Written problem A: Please copy the Kubernetes job support text word for word, from "Ensure this job" to "of your Nautobot Kubernetes deployment.".
Written problem B: Carry on the Kubernetes job support text after its last sentence.

** Start Text to read **

Skip to content

Kubernetes Job Support

Added in version 2.4.0

When to Use Kubernetes Jobs

Kubernetes job support was added in Nautobot v2.4.0 to provide an alternative for job execution for Nautobot in Kubernetes deployments. Presently, running Nautobot jobs with Celery and Celery workers within a Kubernetes deployment has several potential downsides. To list a few:

  1. Resource Allocation Issues: Celery workers require resource allocation (CPU/Memory). Although Kubernetes allows for limits and requests, under-allocation of resources can cause crashes, while over-allocation can be quite wasteful
  2. In some environments with resource contention, Kubernetes may evict pods with Celery workers, leading to task loss or interruptions.
  3. If a Celery worker pod crashes or is terminated, any in-progress tasks without any retry mechanisms can be lost and their results untraceable.

So if you have any concerns with running Celery workers in your Kubernetes deployment, executing jobs with Kubernetes might be for you.

How to Configure Environment Variables

NAUTOBOT_KUBERNETES_JOB_MANIFEST

This environment variable should store a Kubernetes Job template as a python dictionary. Below is a sample kubernetes job manifest.

Important

Ensure this job template uses the same Docker image as your Nautobot Kubernetes deployment. You can specify the image name in spec.template.spec.containers.image. Additionally, configure and map the required environment variables to corresponding Kubernetes ConfigMap instances. These variables can be defined in the spec.template.spec.containers.env list. For consistency, it is recommended to use the same environment configuration for this Job manifest as that of your Nautobot Kubernetes deployment.

** End Text to read **
** Start Data section **

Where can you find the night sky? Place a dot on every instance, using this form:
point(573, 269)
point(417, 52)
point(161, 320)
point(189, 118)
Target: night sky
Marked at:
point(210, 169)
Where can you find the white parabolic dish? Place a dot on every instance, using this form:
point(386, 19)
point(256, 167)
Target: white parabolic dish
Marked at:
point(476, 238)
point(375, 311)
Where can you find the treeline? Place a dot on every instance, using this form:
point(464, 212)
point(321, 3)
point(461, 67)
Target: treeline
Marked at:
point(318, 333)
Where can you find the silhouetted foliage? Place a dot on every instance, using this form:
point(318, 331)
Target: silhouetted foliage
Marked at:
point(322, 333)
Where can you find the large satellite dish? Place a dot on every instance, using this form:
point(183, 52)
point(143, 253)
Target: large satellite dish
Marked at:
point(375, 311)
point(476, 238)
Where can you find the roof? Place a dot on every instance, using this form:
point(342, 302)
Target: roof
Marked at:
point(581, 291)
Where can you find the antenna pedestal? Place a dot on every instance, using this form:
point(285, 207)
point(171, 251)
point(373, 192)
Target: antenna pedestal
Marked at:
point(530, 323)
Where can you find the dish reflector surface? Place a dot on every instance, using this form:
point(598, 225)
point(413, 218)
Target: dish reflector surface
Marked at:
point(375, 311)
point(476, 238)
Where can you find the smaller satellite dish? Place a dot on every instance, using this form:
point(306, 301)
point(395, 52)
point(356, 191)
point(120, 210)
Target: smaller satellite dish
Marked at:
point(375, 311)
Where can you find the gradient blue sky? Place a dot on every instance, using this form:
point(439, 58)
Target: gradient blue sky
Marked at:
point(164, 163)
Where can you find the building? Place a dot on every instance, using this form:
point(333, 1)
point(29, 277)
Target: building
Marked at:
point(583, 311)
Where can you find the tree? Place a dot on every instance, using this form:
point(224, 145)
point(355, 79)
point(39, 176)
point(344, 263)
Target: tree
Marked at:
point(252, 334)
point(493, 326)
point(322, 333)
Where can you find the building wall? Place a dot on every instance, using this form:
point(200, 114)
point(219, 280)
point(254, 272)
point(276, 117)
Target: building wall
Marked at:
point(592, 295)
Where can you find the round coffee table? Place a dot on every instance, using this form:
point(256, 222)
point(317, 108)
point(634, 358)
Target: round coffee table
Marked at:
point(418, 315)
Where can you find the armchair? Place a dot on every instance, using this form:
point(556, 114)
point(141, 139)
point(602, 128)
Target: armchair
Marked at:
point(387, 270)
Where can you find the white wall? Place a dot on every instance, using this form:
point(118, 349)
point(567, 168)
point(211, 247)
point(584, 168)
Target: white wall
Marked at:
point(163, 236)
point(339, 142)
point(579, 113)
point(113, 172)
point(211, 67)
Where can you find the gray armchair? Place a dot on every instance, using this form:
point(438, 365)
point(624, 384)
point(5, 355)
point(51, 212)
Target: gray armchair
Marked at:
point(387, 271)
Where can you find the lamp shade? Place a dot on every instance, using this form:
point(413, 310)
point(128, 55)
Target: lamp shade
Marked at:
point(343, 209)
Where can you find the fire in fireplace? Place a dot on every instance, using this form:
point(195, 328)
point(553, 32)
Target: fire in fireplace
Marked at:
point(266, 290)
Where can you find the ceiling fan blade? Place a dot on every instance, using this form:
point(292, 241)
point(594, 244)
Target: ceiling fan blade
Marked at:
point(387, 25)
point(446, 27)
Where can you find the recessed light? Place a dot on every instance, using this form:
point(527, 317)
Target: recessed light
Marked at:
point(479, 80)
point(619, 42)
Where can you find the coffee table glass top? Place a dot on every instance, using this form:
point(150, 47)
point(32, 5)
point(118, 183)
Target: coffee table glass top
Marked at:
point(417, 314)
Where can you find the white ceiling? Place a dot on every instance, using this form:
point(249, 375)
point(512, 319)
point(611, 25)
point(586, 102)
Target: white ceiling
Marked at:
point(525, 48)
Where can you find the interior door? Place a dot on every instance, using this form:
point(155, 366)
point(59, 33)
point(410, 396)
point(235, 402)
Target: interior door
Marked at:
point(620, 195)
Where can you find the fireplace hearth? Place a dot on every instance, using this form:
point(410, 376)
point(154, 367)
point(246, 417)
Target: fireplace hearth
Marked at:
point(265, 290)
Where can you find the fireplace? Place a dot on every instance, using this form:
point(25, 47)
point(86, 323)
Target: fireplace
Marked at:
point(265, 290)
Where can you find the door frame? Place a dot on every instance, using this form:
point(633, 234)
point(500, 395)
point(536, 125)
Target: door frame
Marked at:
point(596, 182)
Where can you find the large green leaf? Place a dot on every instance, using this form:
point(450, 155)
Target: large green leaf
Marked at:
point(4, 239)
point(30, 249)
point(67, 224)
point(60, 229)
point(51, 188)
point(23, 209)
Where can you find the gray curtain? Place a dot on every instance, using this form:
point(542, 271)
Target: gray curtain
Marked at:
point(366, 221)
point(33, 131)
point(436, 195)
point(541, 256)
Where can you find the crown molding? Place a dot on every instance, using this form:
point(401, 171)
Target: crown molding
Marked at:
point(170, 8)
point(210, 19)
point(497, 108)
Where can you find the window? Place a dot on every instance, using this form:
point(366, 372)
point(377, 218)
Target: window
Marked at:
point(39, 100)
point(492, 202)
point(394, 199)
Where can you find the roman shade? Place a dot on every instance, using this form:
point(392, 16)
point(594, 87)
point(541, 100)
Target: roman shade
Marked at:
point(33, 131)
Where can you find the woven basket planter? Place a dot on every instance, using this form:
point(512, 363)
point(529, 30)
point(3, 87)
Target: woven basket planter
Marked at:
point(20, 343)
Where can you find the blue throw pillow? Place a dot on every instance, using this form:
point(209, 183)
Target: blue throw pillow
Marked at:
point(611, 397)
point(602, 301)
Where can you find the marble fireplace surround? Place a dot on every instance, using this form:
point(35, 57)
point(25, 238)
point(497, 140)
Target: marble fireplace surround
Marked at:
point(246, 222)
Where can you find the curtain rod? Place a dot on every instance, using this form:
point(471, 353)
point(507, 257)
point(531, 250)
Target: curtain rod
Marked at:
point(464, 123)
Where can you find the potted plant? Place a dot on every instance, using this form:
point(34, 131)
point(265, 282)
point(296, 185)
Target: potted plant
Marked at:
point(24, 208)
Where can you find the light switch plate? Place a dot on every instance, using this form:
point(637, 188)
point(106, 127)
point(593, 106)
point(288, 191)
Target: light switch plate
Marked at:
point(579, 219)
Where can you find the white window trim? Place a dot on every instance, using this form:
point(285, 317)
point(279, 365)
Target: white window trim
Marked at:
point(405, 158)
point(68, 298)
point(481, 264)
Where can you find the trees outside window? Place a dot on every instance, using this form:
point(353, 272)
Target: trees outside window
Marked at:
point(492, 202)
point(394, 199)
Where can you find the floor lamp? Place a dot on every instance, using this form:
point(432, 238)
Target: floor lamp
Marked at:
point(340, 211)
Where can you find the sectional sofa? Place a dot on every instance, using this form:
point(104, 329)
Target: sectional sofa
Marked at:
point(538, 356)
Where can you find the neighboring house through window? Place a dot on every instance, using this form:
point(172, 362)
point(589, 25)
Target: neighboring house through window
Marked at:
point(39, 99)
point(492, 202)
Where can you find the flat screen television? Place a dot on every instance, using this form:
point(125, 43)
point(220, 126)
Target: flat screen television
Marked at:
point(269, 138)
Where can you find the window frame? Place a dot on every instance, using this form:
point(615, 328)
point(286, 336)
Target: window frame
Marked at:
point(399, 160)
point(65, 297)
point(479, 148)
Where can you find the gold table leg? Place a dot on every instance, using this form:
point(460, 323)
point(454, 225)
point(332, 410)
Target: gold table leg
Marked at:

** End Data section **

Final result A:
Ensure this job template uses the same Docker image as your Nautobot Kubernetes deployment. You can specify the image name in spec.template.spec.containers.image. Additionally, configure and map the required environment variables to corresponding Kubernetes ConfigMap instances. These variables can be defined in the spec.template.spec.containers.env list. For consistency, it is recommended to use the same environment configuration for this Job manifest as that of your Nautobot Kubernetes deployment.

Final result B:
{
    "apiVersion": "batch/v1",
    "kind": "Job",
    "metadata": {"name": "nautobot-job"},
    "spec": {
        "ttlSecondsAfterFinished": 5,
        "template": {
            "spec": {
                "containers": [
                    {
                        "env": [
                            {
                                "name": "MYSQL_DATABASE",
                                "valueFrom": {"configMapKeyRef": {"key": "MYSQL_DATABASE", "name": "dev-env"}},
                            },
                            {
                                "name": "NAUTOBOT_REDIS_PORT",
                                "valueFrom": {"configMapKeyRef": {"key": "NAUTOBOT_REDIS_PORT", "name": "dev-env"}},
                            },
                            {
                                "name": "POSTGRES_DB",
                                "valueFrom": {"configMapKeyRef": {"key": "POSTGRES_DB", "name": "dev-env"}},
                            },
                            {
                                "name": "POSTGRES_PASSWORD",
                                "valueFrom": {"configMapKeyRef": {"key": "POSTGRES_PASSWORD", "name": "dev-env"}},
                            },
                            {
                                "name": "POSTGRES_USER",
                                "valueFrom": {"configMapKeyRef": {"key": "POSTGRES_USER", "name": "dev-env"}},
                            },
                            ...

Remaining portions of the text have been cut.